STATED PROBLEM: Copy the entries below word for word, beginning at the line that contains "Exercise. Tag the laundry" and stopping after the line that contains "x=318, y=133". Give only those lines.

GIVEN RECORDS:
=====

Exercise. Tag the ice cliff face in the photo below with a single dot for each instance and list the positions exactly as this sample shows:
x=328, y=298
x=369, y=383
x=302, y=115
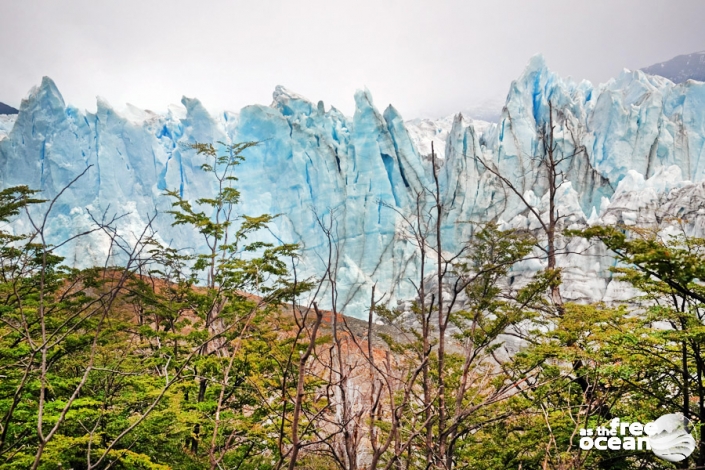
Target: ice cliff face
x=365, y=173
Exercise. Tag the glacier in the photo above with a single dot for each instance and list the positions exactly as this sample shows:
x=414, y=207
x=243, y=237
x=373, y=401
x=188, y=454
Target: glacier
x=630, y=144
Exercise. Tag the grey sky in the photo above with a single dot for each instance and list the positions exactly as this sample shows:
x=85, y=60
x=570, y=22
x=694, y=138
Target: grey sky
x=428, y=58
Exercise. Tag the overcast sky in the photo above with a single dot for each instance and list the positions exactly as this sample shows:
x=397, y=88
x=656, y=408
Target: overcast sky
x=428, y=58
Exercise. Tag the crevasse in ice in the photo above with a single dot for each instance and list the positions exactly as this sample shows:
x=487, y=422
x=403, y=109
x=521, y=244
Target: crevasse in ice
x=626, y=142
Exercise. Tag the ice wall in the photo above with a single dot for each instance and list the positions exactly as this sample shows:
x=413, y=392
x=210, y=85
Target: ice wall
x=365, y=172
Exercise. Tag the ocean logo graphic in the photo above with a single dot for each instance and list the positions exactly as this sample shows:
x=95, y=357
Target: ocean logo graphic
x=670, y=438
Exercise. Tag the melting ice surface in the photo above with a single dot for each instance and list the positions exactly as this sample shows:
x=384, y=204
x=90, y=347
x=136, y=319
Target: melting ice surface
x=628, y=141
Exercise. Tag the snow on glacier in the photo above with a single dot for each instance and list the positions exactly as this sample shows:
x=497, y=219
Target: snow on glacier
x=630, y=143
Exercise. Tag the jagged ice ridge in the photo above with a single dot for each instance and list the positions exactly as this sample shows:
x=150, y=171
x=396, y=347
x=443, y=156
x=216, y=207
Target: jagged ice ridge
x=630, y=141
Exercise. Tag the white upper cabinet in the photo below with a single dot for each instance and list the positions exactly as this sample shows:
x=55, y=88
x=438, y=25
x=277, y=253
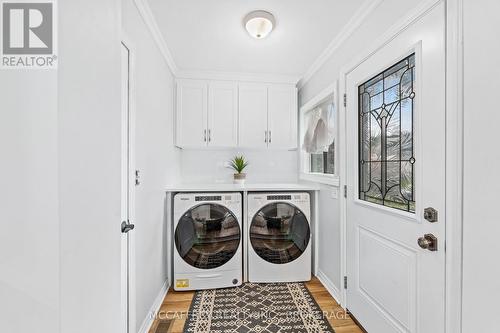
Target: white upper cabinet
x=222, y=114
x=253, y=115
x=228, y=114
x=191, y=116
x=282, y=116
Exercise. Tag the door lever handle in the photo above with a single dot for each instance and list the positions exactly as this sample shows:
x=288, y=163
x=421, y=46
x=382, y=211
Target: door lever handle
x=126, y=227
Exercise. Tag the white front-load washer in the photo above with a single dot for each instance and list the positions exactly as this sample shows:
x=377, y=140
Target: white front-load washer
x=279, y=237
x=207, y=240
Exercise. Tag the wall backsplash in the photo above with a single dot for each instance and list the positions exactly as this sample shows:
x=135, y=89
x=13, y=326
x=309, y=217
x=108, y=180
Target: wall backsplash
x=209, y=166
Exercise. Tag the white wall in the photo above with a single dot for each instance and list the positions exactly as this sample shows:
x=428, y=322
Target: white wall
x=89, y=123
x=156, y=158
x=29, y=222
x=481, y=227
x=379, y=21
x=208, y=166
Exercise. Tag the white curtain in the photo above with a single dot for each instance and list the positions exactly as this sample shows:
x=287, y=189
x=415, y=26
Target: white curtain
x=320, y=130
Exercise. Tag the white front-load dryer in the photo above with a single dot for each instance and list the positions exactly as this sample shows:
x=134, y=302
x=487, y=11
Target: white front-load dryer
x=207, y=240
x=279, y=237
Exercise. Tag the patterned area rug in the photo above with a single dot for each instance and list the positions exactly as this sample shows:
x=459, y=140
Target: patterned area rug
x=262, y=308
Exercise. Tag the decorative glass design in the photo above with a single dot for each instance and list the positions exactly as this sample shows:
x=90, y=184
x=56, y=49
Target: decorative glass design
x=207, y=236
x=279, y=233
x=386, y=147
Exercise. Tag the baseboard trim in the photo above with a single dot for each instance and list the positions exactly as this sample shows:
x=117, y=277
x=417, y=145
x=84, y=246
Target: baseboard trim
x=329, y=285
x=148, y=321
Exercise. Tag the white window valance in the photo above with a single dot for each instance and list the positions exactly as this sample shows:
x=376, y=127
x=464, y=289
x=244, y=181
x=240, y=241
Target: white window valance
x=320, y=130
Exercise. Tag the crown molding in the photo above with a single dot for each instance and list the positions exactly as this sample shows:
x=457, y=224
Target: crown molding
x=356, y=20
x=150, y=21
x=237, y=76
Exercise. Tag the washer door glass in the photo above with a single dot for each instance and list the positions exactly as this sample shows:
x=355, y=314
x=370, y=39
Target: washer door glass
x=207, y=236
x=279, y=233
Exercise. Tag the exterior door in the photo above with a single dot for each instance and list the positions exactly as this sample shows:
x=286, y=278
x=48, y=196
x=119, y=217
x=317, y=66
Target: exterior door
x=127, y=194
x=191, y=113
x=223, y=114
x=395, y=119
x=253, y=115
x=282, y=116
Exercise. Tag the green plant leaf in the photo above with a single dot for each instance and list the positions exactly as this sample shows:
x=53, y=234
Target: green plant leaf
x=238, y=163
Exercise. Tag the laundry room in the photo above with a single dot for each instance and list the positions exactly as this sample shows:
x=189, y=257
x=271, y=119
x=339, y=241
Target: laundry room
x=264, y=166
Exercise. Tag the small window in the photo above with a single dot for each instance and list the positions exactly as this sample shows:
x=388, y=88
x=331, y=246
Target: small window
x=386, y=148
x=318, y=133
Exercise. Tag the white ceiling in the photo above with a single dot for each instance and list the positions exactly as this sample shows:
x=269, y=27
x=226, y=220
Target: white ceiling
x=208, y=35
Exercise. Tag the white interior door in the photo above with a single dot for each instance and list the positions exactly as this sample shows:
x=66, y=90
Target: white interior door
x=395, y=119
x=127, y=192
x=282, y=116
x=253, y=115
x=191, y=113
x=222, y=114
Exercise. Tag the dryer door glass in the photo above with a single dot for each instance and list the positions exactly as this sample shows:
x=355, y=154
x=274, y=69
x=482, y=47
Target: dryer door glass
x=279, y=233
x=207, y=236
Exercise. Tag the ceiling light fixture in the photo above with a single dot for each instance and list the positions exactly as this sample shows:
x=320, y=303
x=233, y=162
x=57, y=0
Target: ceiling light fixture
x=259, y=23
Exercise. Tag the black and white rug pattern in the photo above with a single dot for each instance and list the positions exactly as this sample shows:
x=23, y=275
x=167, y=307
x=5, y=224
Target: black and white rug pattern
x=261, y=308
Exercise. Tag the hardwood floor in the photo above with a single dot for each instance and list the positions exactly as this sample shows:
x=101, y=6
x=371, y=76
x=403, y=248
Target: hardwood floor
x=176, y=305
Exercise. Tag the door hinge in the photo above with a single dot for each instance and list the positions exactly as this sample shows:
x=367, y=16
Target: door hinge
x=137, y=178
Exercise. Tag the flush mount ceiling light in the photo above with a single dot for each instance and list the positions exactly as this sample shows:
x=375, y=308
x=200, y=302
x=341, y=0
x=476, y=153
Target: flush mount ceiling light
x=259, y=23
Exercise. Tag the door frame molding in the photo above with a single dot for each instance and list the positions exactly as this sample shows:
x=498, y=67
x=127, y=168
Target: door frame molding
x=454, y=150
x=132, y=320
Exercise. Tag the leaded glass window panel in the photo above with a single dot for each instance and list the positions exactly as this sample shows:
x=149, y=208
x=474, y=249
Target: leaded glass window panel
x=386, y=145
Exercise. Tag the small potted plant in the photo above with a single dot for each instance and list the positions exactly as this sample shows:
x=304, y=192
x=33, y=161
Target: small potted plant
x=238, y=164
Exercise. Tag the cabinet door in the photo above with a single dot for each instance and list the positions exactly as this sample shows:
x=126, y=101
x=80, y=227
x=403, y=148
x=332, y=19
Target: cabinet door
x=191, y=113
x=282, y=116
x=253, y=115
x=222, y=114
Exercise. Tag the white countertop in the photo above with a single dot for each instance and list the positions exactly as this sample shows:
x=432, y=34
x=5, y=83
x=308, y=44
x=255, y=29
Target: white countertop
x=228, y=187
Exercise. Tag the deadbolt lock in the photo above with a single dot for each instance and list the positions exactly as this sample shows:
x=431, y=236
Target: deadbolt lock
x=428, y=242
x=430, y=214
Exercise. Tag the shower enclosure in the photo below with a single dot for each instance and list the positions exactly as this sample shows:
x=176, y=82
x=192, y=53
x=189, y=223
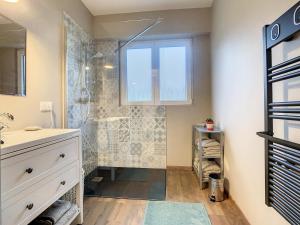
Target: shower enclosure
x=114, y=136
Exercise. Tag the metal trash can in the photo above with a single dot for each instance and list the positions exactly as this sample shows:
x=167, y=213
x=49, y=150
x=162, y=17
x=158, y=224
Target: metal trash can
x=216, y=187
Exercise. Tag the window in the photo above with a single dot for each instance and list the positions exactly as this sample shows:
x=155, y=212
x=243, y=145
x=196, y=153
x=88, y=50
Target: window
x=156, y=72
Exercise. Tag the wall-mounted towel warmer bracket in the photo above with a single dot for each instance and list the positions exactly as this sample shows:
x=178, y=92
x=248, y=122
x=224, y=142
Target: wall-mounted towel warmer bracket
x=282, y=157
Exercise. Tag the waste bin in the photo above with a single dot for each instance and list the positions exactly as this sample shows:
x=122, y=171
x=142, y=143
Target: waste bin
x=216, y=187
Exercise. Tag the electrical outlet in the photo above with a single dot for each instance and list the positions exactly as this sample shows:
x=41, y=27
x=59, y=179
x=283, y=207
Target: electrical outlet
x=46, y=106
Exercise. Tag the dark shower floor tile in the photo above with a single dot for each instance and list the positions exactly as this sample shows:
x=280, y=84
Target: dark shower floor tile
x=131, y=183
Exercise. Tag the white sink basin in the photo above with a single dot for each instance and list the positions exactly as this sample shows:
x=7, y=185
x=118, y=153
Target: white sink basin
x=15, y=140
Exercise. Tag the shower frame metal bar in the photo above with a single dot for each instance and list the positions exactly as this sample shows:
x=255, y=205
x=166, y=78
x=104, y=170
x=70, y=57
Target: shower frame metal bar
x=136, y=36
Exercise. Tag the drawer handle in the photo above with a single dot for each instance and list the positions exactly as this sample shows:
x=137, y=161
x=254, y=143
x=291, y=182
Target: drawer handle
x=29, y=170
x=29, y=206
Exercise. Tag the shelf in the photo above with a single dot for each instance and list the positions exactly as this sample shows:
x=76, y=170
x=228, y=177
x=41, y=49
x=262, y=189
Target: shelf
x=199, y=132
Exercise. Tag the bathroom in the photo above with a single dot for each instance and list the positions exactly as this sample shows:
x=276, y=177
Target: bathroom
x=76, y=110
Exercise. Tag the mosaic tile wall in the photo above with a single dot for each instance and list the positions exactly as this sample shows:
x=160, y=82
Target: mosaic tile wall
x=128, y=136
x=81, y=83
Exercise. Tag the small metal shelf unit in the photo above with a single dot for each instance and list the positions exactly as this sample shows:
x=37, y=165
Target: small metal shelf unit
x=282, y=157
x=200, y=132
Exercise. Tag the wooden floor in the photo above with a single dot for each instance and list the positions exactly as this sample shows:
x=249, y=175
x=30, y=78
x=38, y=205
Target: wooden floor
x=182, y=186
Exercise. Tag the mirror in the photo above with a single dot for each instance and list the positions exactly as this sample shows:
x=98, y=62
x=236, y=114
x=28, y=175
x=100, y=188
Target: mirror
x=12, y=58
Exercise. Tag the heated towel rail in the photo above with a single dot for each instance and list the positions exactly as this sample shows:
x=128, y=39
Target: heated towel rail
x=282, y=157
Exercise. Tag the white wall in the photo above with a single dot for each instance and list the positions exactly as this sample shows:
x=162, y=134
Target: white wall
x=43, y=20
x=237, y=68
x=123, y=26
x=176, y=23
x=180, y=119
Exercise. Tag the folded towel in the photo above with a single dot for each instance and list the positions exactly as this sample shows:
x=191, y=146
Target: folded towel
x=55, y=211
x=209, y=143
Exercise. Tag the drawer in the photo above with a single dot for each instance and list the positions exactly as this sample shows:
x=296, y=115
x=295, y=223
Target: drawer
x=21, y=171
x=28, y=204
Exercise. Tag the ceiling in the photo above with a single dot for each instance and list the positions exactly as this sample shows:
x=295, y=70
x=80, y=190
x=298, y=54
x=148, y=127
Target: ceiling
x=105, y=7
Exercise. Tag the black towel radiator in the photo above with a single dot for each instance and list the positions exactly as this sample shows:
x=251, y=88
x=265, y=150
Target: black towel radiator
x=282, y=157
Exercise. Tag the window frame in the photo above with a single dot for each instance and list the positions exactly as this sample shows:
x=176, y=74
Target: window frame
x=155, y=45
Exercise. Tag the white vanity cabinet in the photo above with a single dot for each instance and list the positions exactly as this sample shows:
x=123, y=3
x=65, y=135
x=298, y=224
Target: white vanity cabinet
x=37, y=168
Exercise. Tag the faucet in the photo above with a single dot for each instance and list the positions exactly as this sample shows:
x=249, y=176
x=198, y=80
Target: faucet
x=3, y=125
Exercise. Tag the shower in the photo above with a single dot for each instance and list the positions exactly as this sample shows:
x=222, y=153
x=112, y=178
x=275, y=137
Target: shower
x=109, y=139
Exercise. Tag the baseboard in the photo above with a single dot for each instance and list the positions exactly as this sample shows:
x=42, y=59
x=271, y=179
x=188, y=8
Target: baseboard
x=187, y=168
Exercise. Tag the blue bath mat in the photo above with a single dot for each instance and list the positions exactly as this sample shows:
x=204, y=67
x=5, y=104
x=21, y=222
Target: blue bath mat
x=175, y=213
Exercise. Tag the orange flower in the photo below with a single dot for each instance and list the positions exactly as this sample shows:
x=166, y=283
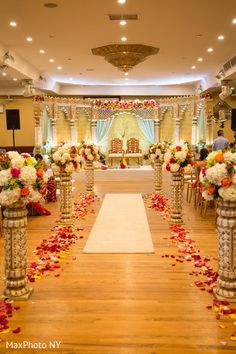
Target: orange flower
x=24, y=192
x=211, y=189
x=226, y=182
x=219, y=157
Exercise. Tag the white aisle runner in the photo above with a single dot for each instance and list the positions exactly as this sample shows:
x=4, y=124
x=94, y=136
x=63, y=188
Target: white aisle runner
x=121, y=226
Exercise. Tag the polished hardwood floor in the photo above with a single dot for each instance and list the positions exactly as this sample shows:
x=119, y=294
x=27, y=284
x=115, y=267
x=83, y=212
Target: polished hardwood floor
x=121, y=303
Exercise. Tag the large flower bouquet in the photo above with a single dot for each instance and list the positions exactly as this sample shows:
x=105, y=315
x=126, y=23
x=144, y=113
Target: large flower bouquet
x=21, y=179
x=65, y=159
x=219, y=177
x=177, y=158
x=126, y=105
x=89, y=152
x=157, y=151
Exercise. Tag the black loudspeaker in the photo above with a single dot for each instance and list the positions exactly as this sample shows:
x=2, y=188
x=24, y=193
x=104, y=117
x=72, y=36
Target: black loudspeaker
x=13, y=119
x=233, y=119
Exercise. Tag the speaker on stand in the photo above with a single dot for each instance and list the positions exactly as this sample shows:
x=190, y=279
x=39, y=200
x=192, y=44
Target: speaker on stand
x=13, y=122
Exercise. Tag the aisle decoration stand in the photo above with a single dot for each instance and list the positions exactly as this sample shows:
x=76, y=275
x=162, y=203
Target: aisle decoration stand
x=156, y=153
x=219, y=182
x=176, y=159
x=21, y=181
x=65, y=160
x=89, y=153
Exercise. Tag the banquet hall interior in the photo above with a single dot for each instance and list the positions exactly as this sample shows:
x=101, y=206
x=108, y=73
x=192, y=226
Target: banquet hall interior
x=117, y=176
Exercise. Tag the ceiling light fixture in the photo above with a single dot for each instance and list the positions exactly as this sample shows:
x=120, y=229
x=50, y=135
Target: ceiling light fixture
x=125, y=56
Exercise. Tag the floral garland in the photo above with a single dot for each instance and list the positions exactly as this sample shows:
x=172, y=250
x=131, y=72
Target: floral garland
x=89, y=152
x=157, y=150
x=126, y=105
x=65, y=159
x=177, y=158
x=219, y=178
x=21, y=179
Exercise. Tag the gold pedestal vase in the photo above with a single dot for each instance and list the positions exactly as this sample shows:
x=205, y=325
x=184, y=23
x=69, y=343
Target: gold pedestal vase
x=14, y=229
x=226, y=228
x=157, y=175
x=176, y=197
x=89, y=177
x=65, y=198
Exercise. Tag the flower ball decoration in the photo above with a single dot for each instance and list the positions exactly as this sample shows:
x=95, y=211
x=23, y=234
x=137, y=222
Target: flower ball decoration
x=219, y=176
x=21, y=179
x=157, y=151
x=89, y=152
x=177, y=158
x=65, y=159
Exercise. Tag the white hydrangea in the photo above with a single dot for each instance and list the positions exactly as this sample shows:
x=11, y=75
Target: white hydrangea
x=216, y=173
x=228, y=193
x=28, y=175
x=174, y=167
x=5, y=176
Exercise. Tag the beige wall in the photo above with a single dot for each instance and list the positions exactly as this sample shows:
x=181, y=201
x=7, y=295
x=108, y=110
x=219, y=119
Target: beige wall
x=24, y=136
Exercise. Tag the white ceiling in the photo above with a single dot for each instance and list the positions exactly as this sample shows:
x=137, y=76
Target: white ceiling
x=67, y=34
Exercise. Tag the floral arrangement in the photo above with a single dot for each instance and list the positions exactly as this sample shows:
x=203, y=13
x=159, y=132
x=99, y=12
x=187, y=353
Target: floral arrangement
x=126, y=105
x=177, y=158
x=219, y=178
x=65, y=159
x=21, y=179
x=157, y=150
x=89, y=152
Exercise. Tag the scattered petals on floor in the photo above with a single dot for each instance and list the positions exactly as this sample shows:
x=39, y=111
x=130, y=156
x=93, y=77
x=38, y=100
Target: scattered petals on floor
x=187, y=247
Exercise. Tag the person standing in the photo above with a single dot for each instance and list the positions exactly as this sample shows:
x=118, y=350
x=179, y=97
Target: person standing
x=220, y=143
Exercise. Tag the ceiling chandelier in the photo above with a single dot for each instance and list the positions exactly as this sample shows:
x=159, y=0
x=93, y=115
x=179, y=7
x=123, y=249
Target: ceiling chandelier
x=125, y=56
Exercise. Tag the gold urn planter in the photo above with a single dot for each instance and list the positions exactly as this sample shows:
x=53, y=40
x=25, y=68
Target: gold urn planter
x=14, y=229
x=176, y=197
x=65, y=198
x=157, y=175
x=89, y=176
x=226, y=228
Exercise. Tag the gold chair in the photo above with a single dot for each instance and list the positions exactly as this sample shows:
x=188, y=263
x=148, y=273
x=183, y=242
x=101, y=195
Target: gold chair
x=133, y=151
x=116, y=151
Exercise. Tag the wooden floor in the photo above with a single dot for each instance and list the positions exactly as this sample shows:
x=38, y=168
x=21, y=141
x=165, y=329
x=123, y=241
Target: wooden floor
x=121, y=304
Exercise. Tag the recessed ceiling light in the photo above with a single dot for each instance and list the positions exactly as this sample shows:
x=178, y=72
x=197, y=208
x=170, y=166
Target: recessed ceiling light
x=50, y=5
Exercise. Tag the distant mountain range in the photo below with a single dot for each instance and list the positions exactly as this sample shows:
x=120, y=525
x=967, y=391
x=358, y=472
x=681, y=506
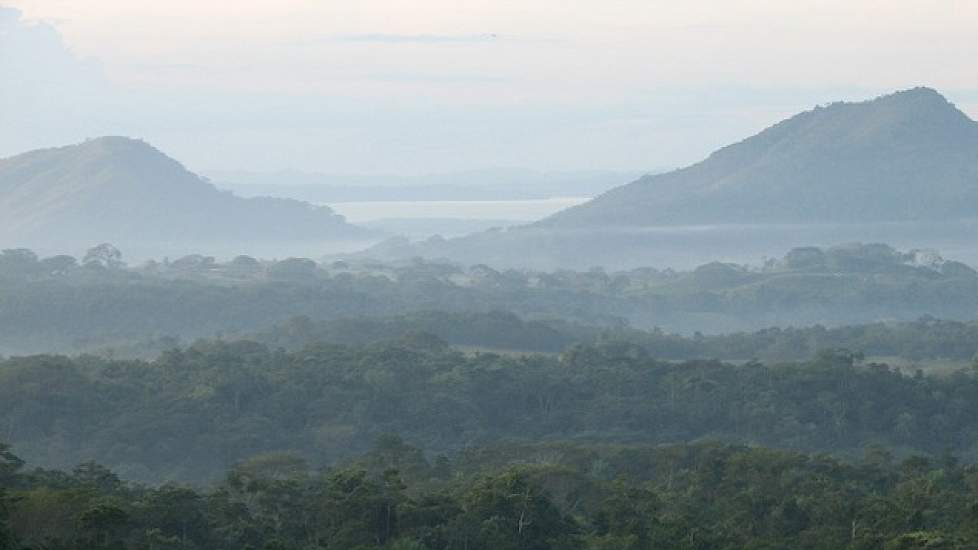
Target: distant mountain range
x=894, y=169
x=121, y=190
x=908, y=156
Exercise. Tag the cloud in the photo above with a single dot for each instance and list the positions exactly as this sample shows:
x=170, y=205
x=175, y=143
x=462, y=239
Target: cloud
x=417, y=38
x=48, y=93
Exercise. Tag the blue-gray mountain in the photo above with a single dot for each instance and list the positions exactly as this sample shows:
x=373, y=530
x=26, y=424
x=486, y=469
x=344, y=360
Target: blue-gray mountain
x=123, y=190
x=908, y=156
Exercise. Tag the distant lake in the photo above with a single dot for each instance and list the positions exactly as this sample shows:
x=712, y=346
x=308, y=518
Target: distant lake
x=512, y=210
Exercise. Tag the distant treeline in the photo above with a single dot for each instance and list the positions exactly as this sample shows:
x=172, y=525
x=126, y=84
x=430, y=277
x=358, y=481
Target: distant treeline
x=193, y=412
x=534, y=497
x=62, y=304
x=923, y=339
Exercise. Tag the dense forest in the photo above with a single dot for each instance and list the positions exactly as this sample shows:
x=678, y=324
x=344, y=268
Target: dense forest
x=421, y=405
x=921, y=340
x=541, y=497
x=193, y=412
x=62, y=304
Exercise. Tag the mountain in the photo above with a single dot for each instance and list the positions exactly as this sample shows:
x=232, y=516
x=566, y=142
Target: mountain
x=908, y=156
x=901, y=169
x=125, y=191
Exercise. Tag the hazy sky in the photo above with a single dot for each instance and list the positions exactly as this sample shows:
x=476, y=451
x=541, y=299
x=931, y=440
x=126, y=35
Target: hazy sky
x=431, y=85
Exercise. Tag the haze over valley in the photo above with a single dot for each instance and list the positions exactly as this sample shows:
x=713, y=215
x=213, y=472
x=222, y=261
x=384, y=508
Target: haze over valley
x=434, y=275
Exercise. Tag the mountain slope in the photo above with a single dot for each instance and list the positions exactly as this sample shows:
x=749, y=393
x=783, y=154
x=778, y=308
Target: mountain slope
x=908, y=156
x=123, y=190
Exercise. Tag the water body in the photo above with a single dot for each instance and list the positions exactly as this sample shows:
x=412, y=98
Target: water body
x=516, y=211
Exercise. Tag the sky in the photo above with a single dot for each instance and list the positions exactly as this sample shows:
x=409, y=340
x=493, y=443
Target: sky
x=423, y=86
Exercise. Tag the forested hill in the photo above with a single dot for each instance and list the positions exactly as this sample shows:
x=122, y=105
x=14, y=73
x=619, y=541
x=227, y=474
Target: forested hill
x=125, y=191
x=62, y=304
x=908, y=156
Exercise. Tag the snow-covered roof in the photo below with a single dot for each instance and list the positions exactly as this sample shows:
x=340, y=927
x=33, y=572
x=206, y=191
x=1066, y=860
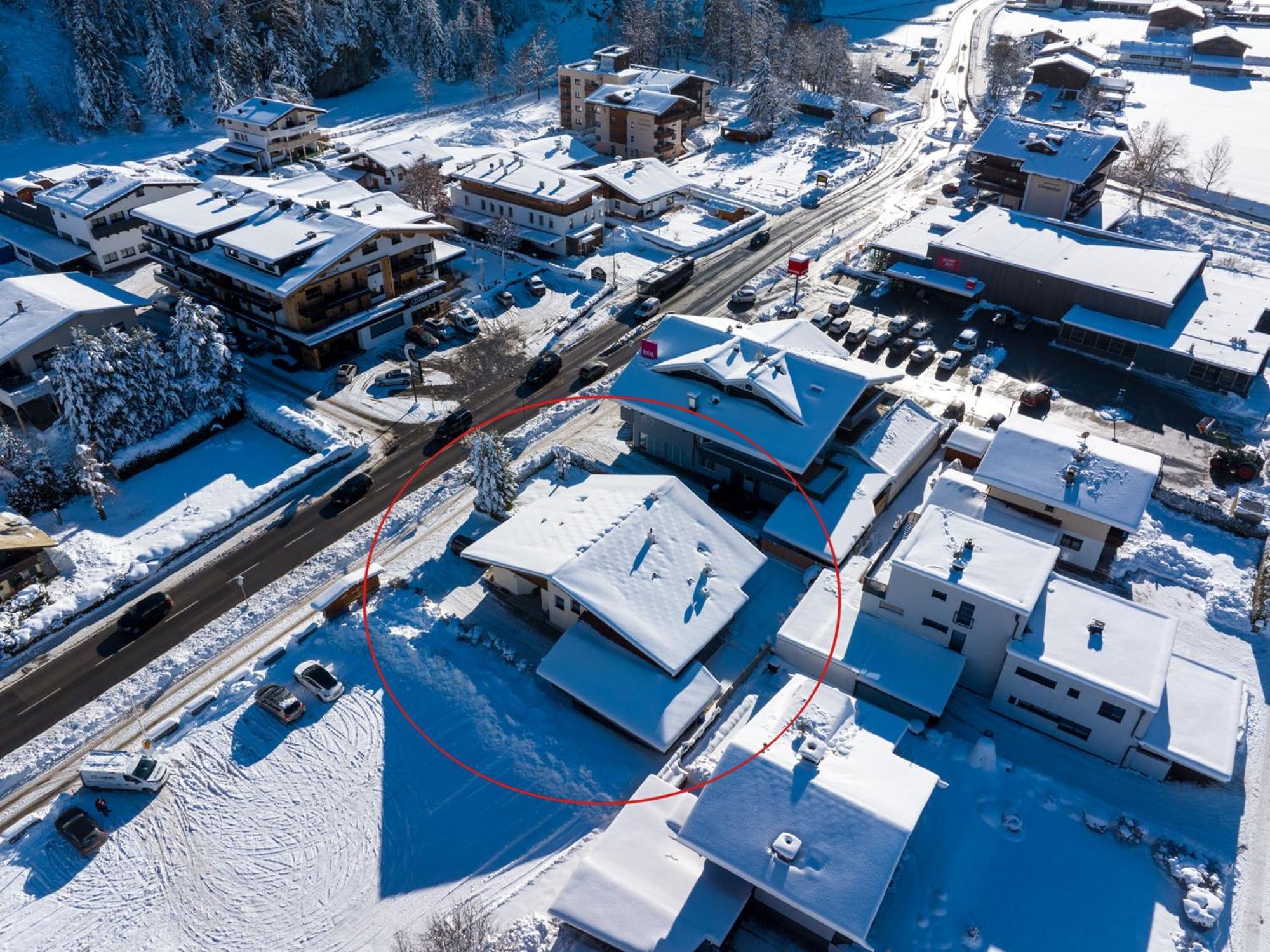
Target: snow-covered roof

=====

OUTPUT OF THE TASK:
Exercise. Tag the laundry room in the photo above with a single dot for each instance and list the positions exactly as this sample shows:
x=189, y=257
x=271, y=119
x=339, y=241
Target: laundry room
x=264, y=166
Exercise. Tag the small window in the photo above with a single dot for each instance and list the positions exactly as this sample shows:
x=388, y=88
x=331, y=246
Target: small window
x=386, y=148
x=318, y=133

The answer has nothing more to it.